# SOURCE EXCERPT start
The conversation explores several major problems:
Coaches hiding negotiations until players find out on social media
Athletes opting out mid-season with no consequences
Collectives functioning like quasi-NFL front offices without rules
The SEC and Big Ten quietly becoming the sport’s controlling bodies
The NCAA having zero credibility or influence
Fehoko argues that if the sport is going to behave like the NFL, it needs NFL-style rules: tampering windows, penalties for breaking contracts, defined transfer periods, and organizational discipline. Trey pushes the idea further — if college football insists on operating like a multi-billion-dollar professional enterprise, then it needs a true commissioner, someone like Nick Saban, who already exerts outsized influence behind the scenes.
# SOURCE EXCERPT end
# RECORD EXTRACTS start
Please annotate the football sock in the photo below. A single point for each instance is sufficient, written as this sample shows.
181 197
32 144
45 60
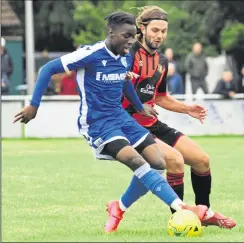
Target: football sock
176 181
135 190
156 184
201 183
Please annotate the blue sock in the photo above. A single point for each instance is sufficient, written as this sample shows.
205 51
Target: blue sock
135 190
156 184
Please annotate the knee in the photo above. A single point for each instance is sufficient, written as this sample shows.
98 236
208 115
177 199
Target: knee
202 163
205 161
175 163
136 162
159 164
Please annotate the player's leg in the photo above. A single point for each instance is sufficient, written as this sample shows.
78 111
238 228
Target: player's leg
201 179
149 178
194 86
136 189
165 138
149 150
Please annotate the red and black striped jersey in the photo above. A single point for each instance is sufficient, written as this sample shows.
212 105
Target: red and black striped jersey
152 80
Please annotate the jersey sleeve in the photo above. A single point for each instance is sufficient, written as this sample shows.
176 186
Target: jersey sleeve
129 60
162 88
81 58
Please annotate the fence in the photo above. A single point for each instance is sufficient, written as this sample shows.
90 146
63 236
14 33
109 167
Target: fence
57 116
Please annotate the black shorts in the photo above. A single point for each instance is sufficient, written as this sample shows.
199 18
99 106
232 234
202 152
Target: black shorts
165 133
115 146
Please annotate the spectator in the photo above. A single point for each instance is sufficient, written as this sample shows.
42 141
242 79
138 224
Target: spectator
68 84
197 67
175 83
6 68
169 53
225 86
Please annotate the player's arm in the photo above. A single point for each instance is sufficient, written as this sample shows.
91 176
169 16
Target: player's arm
168 102
131 95
72 61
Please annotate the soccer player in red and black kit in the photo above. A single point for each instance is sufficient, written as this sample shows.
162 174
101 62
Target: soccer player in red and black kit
177 149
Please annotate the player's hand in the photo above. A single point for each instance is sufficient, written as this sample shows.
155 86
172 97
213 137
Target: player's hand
149 111
131 75
197 111
26 114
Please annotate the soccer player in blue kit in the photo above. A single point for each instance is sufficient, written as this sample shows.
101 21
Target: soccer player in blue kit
102 77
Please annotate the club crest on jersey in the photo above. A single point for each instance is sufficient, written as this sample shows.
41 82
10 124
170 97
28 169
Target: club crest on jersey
160 68
123 61
149 89
110 77
104 62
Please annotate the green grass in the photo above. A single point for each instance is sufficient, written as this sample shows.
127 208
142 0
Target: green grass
54 190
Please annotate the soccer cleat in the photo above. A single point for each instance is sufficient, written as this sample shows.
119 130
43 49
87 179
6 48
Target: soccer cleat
219 220
199 210
115 216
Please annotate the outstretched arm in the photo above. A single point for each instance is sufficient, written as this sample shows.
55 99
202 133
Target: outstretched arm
80 58
43 79
131 95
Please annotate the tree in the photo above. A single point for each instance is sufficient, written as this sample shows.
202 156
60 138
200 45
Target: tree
89 17
53 23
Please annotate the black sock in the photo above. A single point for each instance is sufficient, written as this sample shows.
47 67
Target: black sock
176 181
201 183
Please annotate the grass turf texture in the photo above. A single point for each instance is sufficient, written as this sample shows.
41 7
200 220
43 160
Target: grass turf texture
54 190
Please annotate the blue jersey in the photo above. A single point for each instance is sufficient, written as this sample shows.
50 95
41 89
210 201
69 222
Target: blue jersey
100 79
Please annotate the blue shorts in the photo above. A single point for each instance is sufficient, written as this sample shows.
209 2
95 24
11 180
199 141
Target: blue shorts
122 127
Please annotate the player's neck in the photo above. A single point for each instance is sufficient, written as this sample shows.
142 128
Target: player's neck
110 47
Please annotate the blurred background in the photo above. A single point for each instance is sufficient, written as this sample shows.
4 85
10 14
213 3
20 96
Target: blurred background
213 32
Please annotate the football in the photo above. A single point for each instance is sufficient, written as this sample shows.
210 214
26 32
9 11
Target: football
184 223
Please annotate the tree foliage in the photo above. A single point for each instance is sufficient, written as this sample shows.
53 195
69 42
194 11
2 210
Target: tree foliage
59 25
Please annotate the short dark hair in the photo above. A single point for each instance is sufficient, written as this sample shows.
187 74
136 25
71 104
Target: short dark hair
118 18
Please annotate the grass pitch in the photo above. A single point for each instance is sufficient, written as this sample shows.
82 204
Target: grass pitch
54 190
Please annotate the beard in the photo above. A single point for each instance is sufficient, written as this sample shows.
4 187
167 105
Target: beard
150 45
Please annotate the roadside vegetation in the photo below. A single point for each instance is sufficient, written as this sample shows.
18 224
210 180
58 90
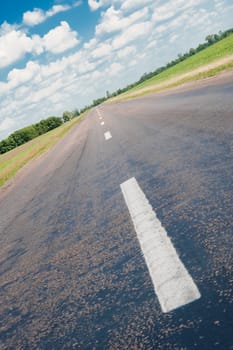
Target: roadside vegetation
29 142
15 159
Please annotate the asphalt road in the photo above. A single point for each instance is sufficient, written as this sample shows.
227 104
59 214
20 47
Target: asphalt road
72 271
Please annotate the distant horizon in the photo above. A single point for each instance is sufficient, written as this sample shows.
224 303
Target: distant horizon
61 55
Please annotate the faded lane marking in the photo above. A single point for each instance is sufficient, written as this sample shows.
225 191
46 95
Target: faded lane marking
107 135
98 112
172 283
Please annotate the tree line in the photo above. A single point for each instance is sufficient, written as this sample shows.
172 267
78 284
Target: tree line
28 133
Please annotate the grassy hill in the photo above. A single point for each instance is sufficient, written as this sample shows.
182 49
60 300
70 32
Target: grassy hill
205 63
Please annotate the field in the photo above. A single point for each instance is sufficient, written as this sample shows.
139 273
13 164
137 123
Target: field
14 160
206 63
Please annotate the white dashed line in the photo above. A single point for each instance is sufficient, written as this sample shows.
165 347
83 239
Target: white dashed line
98 112
107 135
172 283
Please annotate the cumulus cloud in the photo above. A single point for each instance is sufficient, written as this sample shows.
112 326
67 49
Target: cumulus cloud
37 16
131 34
135 4
129 50
13 46
60 39
114 20
6 124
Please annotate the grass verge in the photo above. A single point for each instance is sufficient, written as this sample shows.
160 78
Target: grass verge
12 161
206 63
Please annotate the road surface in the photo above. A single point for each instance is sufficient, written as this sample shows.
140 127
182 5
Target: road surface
73 275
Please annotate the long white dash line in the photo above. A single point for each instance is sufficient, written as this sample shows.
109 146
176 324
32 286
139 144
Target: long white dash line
107 135
172 283
98 112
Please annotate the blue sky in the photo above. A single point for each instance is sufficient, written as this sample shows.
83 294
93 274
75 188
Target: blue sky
58 55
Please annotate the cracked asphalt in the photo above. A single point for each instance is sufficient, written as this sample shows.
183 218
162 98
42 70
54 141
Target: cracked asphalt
72 275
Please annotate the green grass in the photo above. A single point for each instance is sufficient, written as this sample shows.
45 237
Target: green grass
12 161
209 55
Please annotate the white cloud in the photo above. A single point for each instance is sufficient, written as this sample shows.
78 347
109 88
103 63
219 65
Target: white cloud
96 4
130 34
102 50
135 4
13 46
60 39
7 124
129 50
115 68
37 16
19 76
114 20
# RECORD EXTRACTS end
▸ **WHAT THIS EXERCISE ASKS**
[1] Answer these questions using the college football excerpt:
(a) Which two conferences are described as quietly becoming the sport's controlling bodies?
(b) What NFL-style rules does Fehoko say the sport needs?
(c) Whom does Trey name as an example of a true commissioner?
[2] Proceed with the college football excerpt, picking up after its final sentence.
The items are not required for this work.

▸ **ANSWERS FOR THE TASKS**
[1]
(a) The SEC and the Big Ten.
(b) Tampering windows, penalties for breaking contracts, defined transfer periods, and organizational discipline.
(c) Nick Saban.

[2]
They also revisit why the expanded playoff was created in the first place: not just for powerhouse brands, but to give teams like UCF, Boise State, Tulane, and JMU legitimate paths into national relevance. Fehoko lays out how expansion solved one problem but created new chaos: conflicting incentives, contradictory rankings, and conference champions getting rewarded while clearly better teams get left out.
This episode is a full audit of the sport — the problems, the incentives, the power brokers, and the solutions that could restore stability. If you care about the future of college football, this is one of the most important conversations you’ll hear.